Look through the material below. Return exactly the lines from the one with "Target: hardwood floor" through the one with "Target: textured ceiling", both included.

*DATA*.
---
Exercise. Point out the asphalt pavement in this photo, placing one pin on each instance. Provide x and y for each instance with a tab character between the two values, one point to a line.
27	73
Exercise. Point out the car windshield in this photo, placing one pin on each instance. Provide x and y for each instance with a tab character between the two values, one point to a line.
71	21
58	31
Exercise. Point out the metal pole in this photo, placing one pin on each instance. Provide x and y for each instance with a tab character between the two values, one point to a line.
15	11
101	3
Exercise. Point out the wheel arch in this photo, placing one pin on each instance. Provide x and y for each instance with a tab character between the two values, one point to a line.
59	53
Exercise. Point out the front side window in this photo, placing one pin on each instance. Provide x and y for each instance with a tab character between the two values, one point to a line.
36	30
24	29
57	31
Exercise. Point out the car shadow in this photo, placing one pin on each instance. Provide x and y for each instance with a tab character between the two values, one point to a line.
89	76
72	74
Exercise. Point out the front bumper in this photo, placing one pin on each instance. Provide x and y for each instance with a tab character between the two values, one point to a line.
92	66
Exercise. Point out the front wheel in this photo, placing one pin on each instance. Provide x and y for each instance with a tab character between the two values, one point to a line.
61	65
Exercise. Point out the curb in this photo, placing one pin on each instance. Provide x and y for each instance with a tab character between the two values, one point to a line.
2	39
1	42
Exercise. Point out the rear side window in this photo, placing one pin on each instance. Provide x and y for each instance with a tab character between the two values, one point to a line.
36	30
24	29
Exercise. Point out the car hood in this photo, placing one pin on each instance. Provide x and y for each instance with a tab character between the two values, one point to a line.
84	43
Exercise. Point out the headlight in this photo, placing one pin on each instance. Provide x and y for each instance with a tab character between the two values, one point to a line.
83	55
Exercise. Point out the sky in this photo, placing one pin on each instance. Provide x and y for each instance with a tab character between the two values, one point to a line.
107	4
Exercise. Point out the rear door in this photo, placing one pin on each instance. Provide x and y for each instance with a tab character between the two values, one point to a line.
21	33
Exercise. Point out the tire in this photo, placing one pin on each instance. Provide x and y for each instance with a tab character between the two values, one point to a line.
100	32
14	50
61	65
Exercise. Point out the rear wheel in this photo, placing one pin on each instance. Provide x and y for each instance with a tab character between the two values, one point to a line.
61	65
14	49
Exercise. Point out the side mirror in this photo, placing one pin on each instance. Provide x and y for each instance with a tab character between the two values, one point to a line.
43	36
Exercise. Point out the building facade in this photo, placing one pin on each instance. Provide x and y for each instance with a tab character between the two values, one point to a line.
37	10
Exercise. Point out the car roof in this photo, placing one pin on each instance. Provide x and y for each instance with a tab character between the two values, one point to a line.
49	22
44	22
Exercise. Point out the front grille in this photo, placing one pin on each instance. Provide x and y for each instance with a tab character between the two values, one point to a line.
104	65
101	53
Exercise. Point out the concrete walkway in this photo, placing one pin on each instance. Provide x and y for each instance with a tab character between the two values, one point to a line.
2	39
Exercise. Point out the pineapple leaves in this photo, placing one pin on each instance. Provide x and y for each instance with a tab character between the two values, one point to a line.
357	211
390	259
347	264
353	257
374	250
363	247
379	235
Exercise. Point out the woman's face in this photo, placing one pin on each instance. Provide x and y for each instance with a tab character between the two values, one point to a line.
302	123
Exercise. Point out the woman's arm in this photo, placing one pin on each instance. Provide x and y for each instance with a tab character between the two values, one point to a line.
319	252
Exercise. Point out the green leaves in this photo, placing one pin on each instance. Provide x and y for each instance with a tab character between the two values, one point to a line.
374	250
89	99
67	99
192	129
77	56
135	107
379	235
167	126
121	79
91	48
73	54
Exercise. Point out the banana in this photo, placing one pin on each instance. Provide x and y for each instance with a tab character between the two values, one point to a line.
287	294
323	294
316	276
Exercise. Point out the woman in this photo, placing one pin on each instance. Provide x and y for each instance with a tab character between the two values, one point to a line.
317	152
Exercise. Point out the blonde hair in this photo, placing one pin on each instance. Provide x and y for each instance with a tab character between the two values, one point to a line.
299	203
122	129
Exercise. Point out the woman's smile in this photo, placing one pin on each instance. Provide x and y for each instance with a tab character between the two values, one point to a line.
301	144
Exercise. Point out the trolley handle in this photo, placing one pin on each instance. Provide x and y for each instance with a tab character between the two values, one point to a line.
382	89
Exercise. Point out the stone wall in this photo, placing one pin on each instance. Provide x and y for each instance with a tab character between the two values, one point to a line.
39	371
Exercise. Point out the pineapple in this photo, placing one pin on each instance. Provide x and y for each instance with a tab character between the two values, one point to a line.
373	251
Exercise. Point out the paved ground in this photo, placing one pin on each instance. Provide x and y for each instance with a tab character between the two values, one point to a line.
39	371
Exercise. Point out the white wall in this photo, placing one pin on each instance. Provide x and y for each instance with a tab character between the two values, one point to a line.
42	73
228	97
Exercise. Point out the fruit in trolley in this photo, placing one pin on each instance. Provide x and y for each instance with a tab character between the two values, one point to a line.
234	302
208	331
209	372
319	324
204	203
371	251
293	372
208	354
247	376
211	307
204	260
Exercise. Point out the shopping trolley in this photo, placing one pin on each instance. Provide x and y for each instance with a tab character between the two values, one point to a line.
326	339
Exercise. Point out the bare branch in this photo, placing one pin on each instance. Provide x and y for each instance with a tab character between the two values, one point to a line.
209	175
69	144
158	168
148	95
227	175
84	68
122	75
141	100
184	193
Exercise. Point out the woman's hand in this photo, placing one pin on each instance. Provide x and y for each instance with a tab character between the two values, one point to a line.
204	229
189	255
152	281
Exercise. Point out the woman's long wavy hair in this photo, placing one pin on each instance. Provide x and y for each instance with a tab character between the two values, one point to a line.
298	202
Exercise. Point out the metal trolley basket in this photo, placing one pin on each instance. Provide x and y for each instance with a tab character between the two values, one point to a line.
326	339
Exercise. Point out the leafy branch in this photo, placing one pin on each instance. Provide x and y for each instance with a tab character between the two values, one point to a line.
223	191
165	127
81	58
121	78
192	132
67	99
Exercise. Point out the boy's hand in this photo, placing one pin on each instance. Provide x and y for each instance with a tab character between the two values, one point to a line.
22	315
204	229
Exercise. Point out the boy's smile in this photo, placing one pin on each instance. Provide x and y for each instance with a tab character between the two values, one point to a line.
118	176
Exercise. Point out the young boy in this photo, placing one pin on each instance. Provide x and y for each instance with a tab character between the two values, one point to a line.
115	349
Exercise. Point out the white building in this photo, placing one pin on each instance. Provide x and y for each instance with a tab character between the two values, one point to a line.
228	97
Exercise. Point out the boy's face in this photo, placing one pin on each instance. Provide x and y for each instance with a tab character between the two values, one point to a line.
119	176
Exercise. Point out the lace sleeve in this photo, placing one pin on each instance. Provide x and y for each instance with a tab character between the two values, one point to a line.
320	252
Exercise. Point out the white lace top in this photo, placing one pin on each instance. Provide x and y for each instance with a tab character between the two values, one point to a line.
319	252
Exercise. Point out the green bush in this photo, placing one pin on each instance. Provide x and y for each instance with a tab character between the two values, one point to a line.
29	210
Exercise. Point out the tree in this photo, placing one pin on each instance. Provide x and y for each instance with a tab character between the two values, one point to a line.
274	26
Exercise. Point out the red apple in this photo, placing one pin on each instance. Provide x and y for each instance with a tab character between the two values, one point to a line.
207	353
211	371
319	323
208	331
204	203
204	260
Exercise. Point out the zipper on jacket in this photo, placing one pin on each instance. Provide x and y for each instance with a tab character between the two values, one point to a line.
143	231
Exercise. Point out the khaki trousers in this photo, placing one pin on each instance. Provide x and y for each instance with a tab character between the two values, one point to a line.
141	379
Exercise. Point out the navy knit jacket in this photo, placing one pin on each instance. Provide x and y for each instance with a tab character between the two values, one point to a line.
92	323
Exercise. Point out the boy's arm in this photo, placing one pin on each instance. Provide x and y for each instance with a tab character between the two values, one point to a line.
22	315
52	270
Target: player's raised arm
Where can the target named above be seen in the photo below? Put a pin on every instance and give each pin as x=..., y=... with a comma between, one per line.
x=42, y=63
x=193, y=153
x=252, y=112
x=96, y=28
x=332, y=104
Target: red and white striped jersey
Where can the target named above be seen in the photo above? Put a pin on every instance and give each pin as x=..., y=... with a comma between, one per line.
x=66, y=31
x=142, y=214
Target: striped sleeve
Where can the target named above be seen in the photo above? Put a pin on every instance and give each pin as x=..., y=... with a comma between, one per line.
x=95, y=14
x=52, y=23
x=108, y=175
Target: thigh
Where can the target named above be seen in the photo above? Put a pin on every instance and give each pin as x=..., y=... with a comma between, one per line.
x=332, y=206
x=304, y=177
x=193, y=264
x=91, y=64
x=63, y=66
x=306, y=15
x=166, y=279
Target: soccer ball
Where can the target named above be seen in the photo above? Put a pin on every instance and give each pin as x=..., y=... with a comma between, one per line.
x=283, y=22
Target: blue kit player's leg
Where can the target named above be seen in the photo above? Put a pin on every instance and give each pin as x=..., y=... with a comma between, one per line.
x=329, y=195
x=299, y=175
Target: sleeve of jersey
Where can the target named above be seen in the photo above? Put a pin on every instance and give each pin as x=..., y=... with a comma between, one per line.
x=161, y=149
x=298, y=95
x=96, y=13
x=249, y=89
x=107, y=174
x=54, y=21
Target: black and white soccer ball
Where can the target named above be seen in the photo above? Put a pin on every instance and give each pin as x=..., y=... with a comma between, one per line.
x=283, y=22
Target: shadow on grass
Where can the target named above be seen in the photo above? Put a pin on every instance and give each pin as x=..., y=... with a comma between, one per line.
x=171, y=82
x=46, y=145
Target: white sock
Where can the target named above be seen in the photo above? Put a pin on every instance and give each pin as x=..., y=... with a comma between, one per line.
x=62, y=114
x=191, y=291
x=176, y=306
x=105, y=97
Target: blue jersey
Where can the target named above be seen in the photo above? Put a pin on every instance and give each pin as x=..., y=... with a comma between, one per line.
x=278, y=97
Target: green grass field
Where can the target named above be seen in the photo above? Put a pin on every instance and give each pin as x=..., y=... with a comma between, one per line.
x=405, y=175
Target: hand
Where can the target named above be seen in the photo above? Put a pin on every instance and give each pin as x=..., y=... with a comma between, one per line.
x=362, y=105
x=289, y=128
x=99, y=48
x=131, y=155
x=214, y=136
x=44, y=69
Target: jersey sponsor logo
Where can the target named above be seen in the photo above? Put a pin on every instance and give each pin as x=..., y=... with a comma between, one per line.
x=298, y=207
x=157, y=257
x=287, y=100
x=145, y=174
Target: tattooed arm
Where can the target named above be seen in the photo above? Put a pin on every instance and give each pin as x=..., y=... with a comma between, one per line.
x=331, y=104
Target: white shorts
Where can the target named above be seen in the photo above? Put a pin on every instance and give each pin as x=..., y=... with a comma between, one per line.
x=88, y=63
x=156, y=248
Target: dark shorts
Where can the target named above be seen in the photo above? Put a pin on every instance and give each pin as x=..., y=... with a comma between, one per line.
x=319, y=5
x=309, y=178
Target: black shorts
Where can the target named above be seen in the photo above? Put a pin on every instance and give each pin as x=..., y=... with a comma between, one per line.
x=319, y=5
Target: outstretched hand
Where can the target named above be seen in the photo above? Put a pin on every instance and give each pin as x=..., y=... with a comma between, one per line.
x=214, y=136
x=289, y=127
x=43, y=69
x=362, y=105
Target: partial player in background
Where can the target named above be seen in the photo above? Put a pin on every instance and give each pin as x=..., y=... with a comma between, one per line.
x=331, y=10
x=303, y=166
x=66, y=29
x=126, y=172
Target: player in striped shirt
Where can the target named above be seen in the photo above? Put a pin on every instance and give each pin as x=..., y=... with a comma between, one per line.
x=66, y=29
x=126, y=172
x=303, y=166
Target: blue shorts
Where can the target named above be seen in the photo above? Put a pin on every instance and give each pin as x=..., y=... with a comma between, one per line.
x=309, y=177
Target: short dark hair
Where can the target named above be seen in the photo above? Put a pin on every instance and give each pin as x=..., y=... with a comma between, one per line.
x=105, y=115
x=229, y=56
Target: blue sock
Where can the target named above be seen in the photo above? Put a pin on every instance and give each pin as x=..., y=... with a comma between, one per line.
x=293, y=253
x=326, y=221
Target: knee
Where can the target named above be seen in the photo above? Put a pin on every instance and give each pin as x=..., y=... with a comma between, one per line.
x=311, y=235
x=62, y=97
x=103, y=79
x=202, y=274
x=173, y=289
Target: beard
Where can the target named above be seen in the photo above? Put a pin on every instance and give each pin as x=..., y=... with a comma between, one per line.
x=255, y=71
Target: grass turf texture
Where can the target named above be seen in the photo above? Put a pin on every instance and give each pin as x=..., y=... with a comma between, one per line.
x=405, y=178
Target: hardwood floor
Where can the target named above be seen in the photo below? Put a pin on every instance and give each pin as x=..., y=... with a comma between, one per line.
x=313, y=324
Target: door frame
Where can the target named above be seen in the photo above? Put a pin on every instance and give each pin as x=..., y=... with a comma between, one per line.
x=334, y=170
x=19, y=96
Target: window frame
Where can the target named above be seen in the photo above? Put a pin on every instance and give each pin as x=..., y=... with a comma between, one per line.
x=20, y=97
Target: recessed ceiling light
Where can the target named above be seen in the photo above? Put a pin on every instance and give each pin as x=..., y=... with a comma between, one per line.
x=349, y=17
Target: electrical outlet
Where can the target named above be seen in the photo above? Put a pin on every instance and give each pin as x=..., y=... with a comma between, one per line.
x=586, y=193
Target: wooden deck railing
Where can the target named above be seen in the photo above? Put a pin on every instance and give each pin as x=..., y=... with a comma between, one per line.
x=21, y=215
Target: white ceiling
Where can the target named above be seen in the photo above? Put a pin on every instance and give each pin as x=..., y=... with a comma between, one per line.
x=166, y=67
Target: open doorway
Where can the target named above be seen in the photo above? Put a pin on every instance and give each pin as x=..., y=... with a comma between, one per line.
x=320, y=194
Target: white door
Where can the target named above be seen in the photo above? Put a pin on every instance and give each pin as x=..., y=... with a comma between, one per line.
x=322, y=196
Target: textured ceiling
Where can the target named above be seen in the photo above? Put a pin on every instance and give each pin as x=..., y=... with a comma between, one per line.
---
*SOLUTION TO THIS EXERCISE*.
Target: hardwood floor
Where can the target named above be seen in the photo below? Put a pin on every instance and give each pin as x=..., y=... with a comma between, one per line.
x=313, y=324
Target: door frame
Where can the target named above be seen in the photo above? Put a pin on every instance and give each pin as x=..., y=... with a comma between, one per line.
x=334, y=170
x=19, y=96
Target: window frame
Where can the target named above be seen in the photo above? Put a pin on every instance and give each pin as x=..., y=... with a comma between, one per line.
x=20, y=97
Target: recessed ceiling light
Where can the target named above be seen in the photo above? Put a pin on every instance and give each pin as x=..., y=... with a comma between, one per line.
x=349, y=17
Target: electrical outlet
Where can the target named above be seen in the photo above? Put a pin on every instance and give each pin as x=..., y=... with a comma between, one per line.
x=586, y=193
Target: wooden deck railing
Where can the target named above be seen in the photo above? Put a pin on every instance and give each pin as x=..., y=... with a comma between, one per line.
x=21, y=215
Target: white ceiling
Where can the target named above be seen in the photo above? Put a pin on every instance and give each pin as x=..., y=... with a comma between, one per line.
x=166, y=67
Target: open doorway
Where can the target named above be seen in the photo above? Put a pin on every instance and give each pin as x=..., y=... with a comma between, one per line.
x=320, y=194
Target: white door
Where can the target named above be seen in the photo above? Put a pin on every instance and give each pin as x=..., y=... with a comma between, one per line.
x=322, y=196
Target: textured ceiling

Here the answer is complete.